Source text:
+ + + +

Abstract
Background
CC chemokine receptor 5 (CCR5) is a cell entry cofactor for macrophage-tropic isolates of human immunodeficiency virus-1 (HIV-1). Recently, an inactive CCR5 allele (designated here as CCR5-2) was identified that confers resistance to HIV-1 infection in homozygotes and slows the rate of progression to AIDS in heterozygotes. The reports conflict on the effect of heterozygous CCR5-2 on HIV-1 susceptibility, and race and risk levels have not yet been fully analyzed. Here we report our independent identification of CCR5-2 and test its effects on HIV-1 pathogenesis in individuals with contrasting clinical outcomes, defined race, and quantified risk.
Materials and Methods
Mutant CCR5 alleles were sought by directed heteroduplex analysis of genomic DNA from random blood donors. Genotypic frequencies were then determined in (1) random blood donors from North America, Asia, and Africa; (2) HIV-1 + individuals; and (3) highly exposed-seronegative homosexuals with quantified risk.
Results
CCR5-2 was the only mutant allele found. It was common in Caucasians, less common in other North American racial groups, and not detected in West Africans or Tamil Indians. Homozygous CCR5-2 frequencies differed reciprocally in highly exposed-seronegative (4.5%, n = 111) and HIV-1-seropositive (0%, n = 614) Caucasians relative to Caucasian random blood donors (0.8%, n = 387). This difference was highly significant (p < 0.0001). By contrast, heterozygous CCR5-2 frequencies did not differ significantly in the same three groups (21.6, 22.6, and 21.7%, respectively). A 55% increase in the frequency of heterozygous CCR5-2 was observed in both of two cohorts of Caucasian homosexual male, long-term nonprogressors compared with other HIV-1+ Caucasian homosexuals (p = 0.006) and compared with Caucasian random blood donors. Moreover, Kaplan-Meier estimates indicated that CCR5-2 heterozygous seroconvertors had a 52.6% lower risk of developing AIDS than homozygous wild-type seroconvertors.

+ + + +

Source material:
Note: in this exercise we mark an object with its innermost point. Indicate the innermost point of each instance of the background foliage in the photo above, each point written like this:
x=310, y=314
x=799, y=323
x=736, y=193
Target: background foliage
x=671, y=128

+ + + +

Task prompt: Reproduce verbatim the passage of the CCR5 abstract above, from "Materials and Methods" up to and including "with quantified risk.".

Output below:
Materials and Methods
Mutant CCR5 alleles were sought by directed heteroduplex analysis of genomic DNA from random blood donors. Genotypic frequencies were then determined in (1) random blood donors from North America, Asia, and Africa; (2) HIV-1 + individuals; and (3) highly exposed-seronegative homosexuals with quantified risk.